- To do
Every record below is to be retyped exactly.

Records excerpted from a collection:
——————
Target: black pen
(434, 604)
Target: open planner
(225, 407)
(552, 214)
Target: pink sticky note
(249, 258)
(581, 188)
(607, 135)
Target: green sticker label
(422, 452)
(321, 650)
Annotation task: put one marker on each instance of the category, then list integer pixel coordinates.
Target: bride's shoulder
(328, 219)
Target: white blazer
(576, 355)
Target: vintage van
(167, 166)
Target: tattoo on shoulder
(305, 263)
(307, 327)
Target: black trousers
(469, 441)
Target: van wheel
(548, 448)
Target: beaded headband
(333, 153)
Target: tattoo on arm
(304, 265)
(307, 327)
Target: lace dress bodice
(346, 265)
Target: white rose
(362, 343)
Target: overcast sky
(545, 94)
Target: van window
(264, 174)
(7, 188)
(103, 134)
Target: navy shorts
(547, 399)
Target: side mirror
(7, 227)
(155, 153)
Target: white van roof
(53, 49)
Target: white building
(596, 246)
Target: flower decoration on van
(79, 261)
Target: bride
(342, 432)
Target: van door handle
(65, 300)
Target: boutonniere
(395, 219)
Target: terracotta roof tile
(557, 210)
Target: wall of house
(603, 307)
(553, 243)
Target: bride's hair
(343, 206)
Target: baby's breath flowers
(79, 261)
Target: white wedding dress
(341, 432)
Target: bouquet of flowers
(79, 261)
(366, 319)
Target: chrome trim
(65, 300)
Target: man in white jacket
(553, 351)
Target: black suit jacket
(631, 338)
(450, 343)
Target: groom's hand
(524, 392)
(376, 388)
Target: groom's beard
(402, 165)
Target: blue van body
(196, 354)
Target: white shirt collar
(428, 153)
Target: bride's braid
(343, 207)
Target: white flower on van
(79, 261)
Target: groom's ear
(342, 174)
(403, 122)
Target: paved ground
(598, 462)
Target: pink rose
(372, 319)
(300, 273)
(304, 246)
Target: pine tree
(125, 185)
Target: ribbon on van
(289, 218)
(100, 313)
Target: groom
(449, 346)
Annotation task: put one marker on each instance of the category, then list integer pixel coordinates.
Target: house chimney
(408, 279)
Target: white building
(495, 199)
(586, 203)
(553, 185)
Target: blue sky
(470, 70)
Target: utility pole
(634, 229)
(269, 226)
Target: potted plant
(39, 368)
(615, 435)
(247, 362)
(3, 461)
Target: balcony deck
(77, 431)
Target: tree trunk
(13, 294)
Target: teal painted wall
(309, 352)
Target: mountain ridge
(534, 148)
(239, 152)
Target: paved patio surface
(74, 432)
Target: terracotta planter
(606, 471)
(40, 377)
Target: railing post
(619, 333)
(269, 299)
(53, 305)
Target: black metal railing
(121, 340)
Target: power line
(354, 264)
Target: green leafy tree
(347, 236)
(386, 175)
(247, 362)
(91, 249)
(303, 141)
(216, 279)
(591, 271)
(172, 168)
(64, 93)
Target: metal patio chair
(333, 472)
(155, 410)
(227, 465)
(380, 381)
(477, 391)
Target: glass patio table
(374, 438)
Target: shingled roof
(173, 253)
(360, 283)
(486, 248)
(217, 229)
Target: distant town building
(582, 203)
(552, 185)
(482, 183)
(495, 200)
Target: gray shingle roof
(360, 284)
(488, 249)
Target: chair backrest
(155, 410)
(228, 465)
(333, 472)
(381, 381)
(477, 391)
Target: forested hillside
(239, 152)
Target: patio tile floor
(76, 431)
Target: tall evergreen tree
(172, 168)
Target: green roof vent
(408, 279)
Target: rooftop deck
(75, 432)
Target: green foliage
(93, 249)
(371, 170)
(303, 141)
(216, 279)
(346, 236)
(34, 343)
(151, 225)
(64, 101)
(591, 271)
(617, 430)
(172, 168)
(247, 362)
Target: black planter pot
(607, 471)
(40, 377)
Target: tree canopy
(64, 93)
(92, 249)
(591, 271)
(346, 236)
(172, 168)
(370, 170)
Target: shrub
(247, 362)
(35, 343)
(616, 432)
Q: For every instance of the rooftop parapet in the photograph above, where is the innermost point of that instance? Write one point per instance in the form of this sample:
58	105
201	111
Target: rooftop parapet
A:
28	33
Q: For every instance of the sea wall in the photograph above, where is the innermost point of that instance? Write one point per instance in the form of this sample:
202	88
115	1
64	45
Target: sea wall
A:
——————
- Exercise answer
Target: black pen
(434, 604)
Target: open planner
(225, 407)
(552, 214)
Target: pink sticky note
(249, 258)
(581, 188)
(607, 135)
Target: green sticker label
(422, 452)
(321, 650)
Annotation task: put one marker on each instance of the category, then list integer pixel coordinates.
Target: bride's shoulder
(328, 219)
Target: white blazer
(576, 355)
Target: vintage van
(167, 166)
Target: tattoo on shoulder
(305, 263)
(307, 327)
Target: black trousers
(469, 441)
Target: van wheel
(548, 448)
Target: beaded headband
(333, 153)
Target: tattoo on arm
(304, 265)
(307, 327)
Target: lace dress bodice
(346, 265)
Target: white rose
(362, 343)
Target: overcast sky
(545, 94)
Target: van window
(264, 174)
(7, 188)
(103, 134)
Target: navy shorts
(547, 399)
Target: side mirror
(7, 227)
(155, 153)
Target: white van roof
(53, 49)
Target: white building
(596, 246)
Target: flower decoration on van
(79, 261)
Target: bride
(342, 432)
Target: van door handle
(65, 300)
Target: boutonniere
(395, 219)
Target: terracotta roof tile
(557, 210)
Target: wall of house
(603, 307)
(553, 243)
Target: bride's hair
(343, 206)
Target: baby's breath flowers
(79, 261)
Target: white wedding dress
(341, 432)
Target: bouquet of flowers
(79, 261)
(366, 319)
Target: chrome trim
(65, 300)
Target: man in white jacket
(553, 351)
Target: black suit jacket
(631, 338)
(450, 343)
Target: groom's hand
(524, 392)
(376, 388)
Target: groom's beard
(402, 165)
Target: blue van body
(196, 354)
Target: white shirt collar
(428, 153)
Target: bride's braid
(343, 207)
Target: white flower on van
(79, 261)
Target: groom's ear
(342, 174)
(403, 122)
Target: paved ground
(598, 462)
Target: pink rose
(372, 319)
(300, 273)
(304, 246)
Target: pine tree
(125, 185)
Target: ribbon on van
(289, 218)
(100, 313)
Target: groom
(449, 346)
Annotation task: put one marker on each instance of the category, then list integer pixel coordinates.
Target: house chimney
(408, 279)
Target: white building
(495, 199)
(586, 203)
(553, 185)
Target: blue sky
(470, 70)
Target: utility pole
(634, 229)
(269, 226)
Target: potted plant
(39, 368)
(615, 435)
(247, 362)
(3, 461)
Target: balcony deck
(77, 431)
Target: tree trunk
(13, 294)
Target: teal painted wall
(309, 352)
Target: mountain ridge
(534, 148)
(239, 152)
Target: paved patio surface
(74, 432)
Target: terracotta planter
(606, 471)
(40, 377)
Target: railing post
(619, 333)
(269, 299)
(53, 305)
Target: black metal railing
(121, 340)
Target: power line
(354, 264)
Target: green leafy tree
(347, 236)
(386, 175)
(247, 362)
(91, 249)
(303, 141)
(216, 279)
(591, 271)
(172, 168)
(64, 93)
Target: metal patio chair
(333, 472)
(155, 410)
(227, 465)
(380, 381)
(477, 391)
Target: glass patio table
(374, 438)
Target: shingled roof
(173, 253)
(360, 283)
(486, 248)
(217, 229)
Target: distant town building
(582, 203)
(552, 185)
(482, 183)
(495, 200)
Target: gray shingle roof
(360, 284)
(488, 249)
Target: chair backrest
(155, 410)
(228, 465)
(333, 472)
(381, 381)
(477, 391)
Target: forested hillside
(239, 152)
Target: patio tile floor
(76, 431)
Target: tall evergreen tree
(172, 168)
Target: green roof vent
(408, 279)
Target: rooftop deck
(75, 432)
Target: green foliage
(93, 249)
(371, 170)
(303, 141)
(216, 279)
(346, 236)
(34, 343)
(151, 225)
(64, 101)
(591, 271)
(617, 430)
(172, 168)
(247, 362)
Target: black planter pot
(607, 471)
(40, 377)
Target: tree canopy
(64, 93)
(92, 249)
(591, 271)
(346, 236)
(172, 168)
(370, 170)
Target: shrub
(247, 362)
(35, 343)
(616, 432)
Q: For every instance of the rooftop parapet in the photograph above, where is the innermost point of that instance? Write one point per instance in the form of this sample:
58	105
201	111
Target: rooftop parapet
A:
28	33
Q: For every instance of the sea wall in the photograph above, where is the innermost point of that instance? Write one point per instance in the form of this sample:
202	88
115	1
64	45
Target: sea wall
A:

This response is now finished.